• **EXERCISE DESCRIPTION**: Which lines of the entries contain the string "reflection"? Please find them and copy them.

• **DATASET ENTRIES**:

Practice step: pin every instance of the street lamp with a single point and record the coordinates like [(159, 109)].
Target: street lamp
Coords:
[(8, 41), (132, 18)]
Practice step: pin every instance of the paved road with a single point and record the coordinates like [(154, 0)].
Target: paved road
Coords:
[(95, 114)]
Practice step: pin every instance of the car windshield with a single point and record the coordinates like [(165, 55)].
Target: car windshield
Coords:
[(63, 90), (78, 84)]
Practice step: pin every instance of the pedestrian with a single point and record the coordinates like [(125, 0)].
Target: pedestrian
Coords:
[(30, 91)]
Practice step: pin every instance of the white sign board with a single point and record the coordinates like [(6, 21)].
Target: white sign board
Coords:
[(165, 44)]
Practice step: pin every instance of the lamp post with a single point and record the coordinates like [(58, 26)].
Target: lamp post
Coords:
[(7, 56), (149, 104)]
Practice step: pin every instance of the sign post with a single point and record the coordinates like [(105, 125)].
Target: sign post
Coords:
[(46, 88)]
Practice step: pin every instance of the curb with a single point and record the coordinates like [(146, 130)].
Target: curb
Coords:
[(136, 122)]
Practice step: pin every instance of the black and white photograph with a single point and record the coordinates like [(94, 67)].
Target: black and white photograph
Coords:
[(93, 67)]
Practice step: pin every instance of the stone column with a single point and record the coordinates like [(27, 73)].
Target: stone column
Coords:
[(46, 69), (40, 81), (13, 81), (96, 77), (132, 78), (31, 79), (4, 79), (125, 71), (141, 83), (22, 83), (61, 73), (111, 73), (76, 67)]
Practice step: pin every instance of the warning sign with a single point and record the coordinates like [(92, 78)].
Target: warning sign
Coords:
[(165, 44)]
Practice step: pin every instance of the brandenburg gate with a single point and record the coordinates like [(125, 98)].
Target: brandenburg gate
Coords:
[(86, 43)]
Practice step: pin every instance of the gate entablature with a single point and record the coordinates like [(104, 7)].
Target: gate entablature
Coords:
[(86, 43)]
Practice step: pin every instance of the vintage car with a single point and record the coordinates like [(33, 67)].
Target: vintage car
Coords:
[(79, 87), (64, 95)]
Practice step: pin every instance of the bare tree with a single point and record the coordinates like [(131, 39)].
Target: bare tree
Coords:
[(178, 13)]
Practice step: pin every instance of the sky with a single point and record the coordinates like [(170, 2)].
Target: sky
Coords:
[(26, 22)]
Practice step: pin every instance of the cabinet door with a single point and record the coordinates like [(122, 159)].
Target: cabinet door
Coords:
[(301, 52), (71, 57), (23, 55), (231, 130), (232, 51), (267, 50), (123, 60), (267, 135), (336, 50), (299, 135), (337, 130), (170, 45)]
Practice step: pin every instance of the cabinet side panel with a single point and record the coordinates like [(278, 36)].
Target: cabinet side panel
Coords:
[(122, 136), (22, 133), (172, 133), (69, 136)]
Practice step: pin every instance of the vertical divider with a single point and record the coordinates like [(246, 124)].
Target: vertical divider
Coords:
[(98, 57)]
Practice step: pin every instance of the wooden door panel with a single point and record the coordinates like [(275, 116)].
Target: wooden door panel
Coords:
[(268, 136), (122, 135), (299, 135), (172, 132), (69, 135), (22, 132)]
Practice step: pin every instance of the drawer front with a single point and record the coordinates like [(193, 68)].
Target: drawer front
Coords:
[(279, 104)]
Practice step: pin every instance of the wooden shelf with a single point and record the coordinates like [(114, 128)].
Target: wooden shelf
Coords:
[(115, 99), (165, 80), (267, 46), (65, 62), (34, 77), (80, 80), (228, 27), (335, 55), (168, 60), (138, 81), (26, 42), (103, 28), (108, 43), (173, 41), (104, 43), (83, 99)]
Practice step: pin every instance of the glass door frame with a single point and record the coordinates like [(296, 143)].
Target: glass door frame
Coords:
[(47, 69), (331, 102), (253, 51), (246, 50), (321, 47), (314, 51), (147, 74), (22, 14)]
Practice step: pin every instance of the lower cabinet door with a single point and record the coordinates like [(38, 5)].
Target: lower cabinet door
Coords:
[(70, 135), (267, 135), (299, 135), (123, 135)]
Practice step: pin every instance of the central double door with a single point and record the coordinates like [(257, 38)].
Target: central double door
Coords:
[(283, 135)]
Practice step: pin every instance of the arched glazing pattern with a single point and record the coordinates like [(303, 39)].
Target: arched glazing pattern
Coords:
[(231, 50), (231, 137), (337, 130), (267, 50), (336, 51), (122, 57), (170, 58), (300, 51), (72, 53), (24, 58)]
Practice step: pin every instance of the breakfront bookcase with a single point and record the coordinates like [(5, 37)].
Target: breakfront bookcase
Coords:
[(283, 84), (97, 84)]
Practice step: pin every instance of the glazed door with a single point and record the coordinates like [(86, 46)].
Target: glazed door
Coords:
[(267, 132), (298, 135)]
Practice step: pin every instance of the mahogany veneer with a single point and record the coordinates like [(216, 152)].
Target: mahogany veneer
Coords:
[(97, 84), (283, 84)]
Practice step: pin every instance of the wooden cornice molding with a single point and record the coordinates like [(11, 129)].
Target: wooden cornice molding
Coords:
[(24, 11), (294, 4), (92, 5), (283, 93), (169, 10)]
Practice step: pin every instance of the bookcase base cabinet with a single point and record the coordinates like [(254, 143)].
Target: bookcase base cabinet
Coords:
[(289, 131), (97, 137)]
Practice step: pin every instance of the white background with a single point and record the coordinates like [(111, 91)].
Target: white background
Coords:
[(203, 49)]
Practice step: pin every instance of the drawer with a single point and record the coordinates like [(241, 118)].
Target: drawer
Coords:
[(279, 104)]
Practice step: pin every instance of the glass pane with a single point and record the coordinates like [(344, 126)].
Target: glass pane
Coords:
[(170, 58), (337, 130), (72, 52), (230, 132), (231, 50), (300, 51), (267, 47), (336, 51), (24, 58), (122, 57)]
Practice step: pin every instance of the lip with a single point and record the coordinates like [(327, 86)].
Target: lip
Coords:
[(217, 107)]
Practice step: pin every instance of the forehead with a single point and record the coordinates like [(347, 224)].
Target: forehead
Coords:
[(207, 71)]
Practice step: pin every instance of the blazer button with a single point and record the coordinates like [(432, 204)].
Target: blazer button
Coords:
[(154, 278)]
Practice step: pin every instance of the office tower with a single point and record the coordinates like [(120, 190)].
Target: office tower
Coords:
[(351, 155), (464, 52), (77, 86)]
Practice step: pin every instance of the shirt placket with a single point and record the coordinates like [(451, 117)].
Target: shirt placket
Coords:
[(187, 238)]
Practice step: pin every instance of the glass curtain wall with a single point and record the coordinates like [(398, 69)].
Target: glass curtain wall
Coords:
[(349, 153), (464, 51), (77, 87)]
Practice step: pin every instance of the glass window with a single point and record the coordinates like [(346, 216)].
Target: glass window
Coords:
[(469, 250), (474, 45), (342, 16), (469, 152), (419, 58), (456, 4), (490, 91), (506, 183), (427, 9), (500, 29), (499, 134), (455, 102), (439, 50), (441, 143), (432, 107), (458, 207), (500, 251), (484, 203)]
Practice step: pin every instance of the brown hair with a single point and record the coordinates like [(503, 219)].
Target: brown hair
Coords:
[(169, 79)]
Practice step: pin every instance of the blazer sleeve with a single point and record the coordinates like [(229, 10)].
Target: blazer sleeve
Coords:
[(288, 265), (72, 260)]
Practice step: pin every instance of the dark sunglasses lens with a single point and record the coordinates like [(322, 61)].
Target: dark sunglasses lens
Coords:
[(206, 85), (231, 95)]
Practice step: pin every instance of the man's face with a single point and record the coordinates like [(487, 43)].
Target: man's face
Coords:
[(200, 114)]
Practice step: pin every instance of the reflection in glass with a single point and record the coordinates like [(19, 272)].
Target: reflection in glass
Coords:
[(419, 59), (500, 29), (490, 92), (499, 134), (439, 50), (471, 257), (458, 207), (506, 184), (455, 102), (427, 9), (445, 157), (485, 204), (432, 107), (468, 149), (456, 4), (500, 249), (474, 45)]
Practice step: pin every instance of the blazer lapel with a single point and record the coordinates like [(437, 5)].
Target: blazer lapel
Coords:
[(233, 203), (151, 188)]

• **SOLUTION**:
Practice step: pin every instance of the reflection in glass with a single point and record the coordinates like [(19, 272)].
Target: reflection in glass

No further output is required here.